YOUR GOAL: From the first line of the material through the line containing "Target: yellow citrus fruit", restate everything word for word and nothing more.

RECORDS PROVIDED:
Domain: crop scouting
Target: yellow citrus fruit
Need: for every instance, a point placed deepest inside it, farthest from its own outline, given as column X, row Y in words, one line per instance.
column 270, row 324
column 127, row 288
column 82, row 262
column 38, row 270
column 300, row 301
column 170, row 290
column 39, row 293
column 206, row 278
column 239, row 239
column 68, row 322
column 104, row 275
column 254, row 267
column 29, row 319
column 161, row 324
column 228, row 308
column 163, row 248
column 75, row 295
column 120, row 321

ANSWER TO THIS PROBLEM:
Domain: crop scouting
Target: yellow citrus fruit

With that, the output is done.